**RECORDS FOR THIS EXERCISE**
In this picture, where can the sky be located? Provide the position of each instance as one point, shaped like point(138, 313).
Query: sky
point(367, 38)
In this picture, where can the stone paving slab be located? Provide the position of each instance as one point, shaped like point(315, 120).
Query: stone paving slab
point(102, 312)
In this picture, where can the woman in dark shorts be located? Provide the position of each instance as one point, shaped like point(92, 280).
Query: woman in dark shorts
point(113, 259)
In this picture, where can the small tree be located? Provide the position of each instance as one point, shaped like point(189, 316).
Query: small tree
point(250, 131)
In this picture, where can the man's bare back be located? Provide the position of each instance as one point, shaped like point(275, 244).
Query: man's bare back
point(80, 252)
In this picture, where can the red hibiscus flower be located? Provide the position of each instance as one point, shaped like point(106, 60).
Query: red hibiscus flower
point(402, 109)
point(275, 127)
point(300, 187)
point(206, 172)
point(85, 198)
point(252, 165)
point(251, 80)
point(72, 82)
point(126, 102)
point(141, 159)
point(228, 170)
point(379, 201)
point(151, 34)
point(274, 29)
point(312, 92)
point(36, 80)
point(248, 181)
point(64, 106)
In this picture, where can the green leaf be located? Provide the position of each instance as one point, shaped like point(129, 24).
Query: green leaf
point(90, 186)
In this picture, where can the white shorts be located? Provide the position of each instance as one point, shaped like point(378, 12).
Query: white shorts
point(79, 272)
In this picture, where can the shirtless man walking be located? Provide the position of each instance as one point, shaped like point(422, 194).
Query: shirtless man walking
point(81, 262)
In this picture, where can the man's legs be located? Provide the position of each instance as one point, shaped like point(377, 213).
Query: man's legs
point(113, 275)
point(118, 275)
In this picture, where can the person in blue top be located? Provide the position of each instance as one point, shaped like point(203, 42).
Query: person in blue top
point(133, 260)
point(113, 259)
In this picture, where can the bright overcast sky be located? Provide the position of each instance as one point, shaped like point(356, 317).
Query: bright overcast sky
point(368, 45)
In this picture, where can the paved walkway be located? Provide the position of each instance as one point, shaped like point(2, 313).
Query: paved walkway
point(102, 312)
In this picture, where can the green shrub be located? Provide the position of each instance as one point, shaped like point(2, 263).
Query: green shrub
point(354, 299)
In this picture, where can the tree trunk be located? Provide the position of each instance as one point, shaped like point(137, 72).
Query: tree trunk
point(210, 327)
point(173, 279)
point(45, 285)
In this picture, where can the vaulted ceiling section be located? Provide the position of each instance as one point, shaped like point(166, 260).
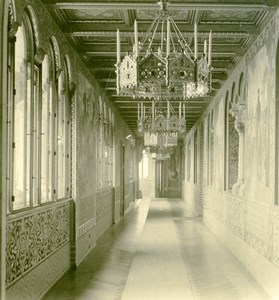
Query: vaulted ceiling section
point(90, 27)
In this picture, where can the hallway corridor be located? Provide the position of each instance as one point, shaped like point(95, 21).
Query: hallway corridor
point(159, 251)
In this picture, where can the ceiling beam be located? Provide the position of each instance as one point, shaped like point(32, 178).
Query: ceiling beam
point(146, 5)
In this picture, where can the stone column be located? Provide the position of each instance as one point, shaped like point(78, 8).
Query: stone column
point(238, 111)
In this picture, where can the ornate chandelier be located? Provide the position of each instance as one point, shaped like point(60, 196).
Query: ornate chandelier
point(162, 65)
point(160, 124)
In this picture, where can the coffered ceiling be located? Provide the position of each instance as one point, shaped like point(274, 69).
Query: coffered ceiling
point(90, 27)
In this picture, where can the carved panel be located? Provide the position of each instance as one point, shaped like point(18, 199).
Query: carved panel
point(276, 240)
point(33, 238)
point(235, 211)
point(233, 154)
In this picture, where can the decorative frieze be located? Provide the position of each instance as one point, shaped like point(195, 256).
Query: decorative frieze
point(235, 213)
point(33, 238)
point(276, 240)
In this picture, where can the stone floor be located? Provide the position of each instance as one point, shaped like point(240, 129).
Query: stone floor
point(159, 251)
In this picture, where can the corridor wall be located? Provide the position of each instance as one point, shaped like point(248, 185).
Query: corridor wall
point(44, 238)
point(237, 159)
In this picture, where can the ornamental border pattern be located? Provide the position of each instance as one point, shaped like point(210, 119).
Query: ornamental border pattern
point(267, 34)
point(104, 202)
point(33, 238)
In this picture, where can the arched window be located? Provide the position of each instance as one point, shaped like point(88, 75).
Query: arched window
point(277, 129)
point(211, 147)
point(233, 145)
point(100, 143)
point(226, 140)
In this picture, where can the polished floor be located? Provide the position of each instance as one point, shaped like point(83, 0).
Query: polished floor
point(160, 251)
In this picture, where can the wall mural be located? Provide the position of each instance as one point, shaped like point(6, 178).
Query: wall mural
point(86, 138)
point(260, 105)
point(33, 238)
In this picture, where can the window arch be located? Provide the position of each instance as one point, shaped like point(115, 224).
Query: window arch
point(241, 87)
point(226, 140)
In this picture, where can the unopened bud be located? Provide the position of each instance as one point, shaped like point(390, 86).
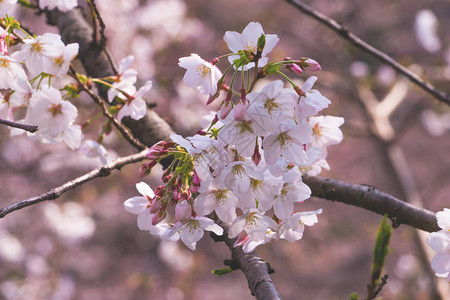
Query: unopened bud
point(256, 157)
point(309, 64)
point(145, 169)
point(156, 204)
point(158, 217)
point(183, 211)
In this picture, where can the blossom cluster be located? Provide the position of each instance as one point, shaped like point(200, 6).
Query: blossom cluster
point(245, 169)
point(440, 242)
point(33, 72)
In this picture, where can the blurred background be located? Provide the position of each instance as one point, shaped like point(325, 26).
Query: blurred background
point(86, 246)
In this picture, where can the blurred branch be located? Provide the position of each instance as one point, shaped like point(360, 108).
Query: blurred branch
point(352, 38)
point(372, 199)
point(29, 128)
point(125, 132)
point(72, 184)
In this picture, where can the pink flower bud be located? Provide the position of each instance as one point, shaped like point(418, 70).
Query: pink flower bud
point(176, 194)
point(145, 169)
point(156, 204)
point(183, 211)
point(256, 157)
point(225, 110)
point(239, 111)
point(311, 65)
point(195, 179)
point(159, 191)
point(161, 215)
point(294, 68)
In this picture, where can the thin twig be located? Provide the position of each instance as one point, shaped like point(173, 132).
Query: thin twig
point(373, 199)
point(352, 38)
point(125, 133)
point(70, 185)
point(379, 287)
point(29, 128)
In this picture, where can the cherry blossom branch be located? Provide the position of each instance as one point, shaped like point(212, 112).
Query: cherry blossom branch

**TASK DETAILS**
Where a line of the listing holds "cherry", show that line.

**SOLUTION FOR THIS TASK**
In this picture, where can the cherry blossom branch be located? Provide the position of each instance as one point, shaped like point(212, 112).
Query: cherry blossom branch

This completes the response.